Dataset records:
────────────────────────────────────────

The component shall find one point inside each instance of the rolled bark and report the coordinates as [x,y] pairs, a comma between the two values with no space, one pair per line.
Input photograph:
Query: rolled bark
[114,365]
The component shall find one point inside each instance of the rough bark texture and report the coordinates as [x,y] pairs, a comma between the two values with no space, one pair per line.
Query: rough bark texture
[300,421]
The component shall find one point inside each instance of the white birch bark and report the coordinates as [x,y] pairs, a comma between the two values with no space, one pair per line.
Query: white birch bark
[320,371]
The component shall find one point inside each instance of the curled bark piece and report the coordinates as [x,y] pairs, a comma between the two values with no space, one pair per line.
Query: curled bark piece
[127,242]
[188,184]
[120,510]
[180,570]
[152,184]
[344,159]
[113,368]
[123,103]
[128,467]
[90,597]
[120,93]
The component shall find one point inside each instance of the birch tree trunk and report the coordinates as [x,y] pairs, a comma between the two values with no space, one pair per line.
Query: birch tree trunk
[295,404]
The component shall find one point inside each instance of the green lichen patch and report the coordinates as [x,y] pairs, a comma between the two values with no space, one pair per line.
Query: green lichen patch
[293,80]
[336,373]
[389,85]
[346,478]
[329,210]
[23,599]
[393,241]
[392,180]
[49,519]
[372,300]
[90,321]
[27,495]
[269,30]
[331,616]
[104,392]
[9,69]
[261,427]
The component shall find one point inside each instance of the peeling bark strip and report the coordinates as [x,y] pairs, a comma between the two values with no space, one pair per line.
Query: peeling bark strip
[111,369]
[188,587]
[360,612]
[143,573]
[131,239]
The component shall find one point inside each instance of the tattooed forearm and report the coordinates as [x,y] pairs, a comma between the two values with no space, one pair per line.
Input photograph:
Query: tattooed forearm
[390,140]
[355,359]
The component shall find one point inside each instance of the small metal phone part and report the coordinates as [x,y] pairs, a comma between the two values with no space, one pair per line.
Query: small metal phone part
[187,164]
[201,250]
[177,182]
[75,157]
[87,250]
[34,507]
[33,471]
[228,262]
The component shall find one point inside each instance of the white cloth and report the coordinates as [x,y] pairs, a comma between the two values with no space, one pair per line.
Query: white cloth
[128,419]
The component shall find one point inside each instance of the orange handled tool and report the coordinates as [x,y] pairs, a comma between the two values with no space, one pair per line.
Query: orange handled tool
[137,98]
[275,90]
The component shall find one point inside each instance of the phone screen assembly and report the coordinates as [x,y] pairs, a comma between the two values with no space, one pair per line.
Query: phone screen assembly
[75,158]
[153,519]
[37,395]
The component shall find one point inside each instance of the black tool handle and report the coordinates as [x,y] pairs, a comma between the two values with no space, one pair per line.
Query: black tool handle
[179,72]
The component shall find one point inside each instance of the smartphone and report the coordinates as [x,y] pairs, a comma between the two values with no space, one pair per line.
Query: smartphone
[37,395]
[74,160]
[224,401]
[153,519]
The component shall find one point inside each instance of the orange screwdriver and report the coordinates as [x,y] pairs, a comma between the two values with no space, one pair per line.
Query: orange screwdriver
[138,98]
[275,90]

────────────────────────────────────────

- WHAT YOU WILL DO -
Set down every record once more, exactly as written.

- SOLUTION TO THIS TASK -
The component shall find one point inside each instance of the rolled bark and report the coordinates as [x,y] pairs, a comma between the two values with no space, one pair per line.
Input photograph:
Query: rolled bark
[114,365]
The component shall find one point inside each instance of the rough bark texture and report the coordinates as [x,y] pairs, a comma between the two values with no space, one pair per line.
Query: rough bark texture
[300,421]
The component shall find one point inside each instance of the white birch bark and report the coordinates as [x,y] pairs, a comma between the two values with no space, one pair per line.
Query: white birch bark
[320,371]
The component shall find one point inside each instance of the curled bark piece and report the coordinates as [x,y] pairs, a comma between the two values with no space, one pair per line.
Query: curled bark piece
[127,242]
[188,184]
[120,510]
[180,570]
[152,184]
[344,159]
[113,368]
[123,103]
[128,467]
[90,597]
[120,93]
The component shall find one point inside each instance of the birch tree trunk and report the coordinates as [x,y] pairs, a comma between the two values with no space, one pair per line.
Query: birch tree trunk
[295,404]
The component shall find one point inside each instance of the green lichen patch and report the coordinates as [x,y] pairs, a comma between the two values with no space, one pair per line.
Query: green lichen patch
[293,80]
[336,373]
[389,85]
[346,478]
[329,210]
[23,599]
[393,241]
[392,180]
[49,519]
[372,300]
[90,321]
[27,495]
[269,30]
[331,616]
[104,392]
[9,69]
[261,427]
The component shall find one point inside each instance of the peeling bark strip and report the coordinates as [x,y] pairs, a comma between the two values with no space, one pair per line.
Query: peeling bark strip
[111,369]
[188,587]
[360,612]
[143,573]
[131,239]
The component shall find one point inside each instance of the tattooed forearm and report the coordinates as [x,y] pairs, a comma between the two values with no space, one pair per line.
Input photograph:
Query: tattooed forearm
[390,140]
[355,359]
The component shall find one point inside each instance of the small metal phone part and report the coordinates as [x,y] pairs, a comma between the two values with no space, one pair per line.
Query: small metal phone part
[187,164]
[201,250]
[177,182]
[75,157]
[87,250]
[34,507]
[33,471]
[228,262]
The component shall find one point inside each instance of the white cloth and report the coordinates as [x,y] pairs, a comma between the two values with no space, one pair per line.
Query: white cloth
[128,419]
The component shall find one point inside each instance of the orange handled tool and report the coordinates as [x,y] pairs, a comma between the two values with no space, one pair per line.
Query: orange handled tool
[137,98]
[275,90]
The component shall find one point inside each instance of the phone screen assembly and report the coordinates as [x,y] pairs, a comma between the two values with no space, one pair per line.
Query: phone screen assembly
[75,158]
[153,519]
[37,395]
The component shall find one point inside each instance of the black tool handle and report the coordinates as [x,y] pairs, a comma between the two values with no space, one pair per line.
Query: black tool handle
[179,72]
The component shall find one point inside each instance of the smartphone and report the coordinates as [x,y] pairs, a comma between the two values with no space, one pair per line.
Query: smartphone
[37,395]
[74,160]
[224,401]
[153,519]
The component shall find one point inside each instance of the orange screwdriver and report the coordinates as [x,y] pairs, a comma between the two values with no space, one pair per line.
Query: orange screwdriver
[138,98]
[275,90]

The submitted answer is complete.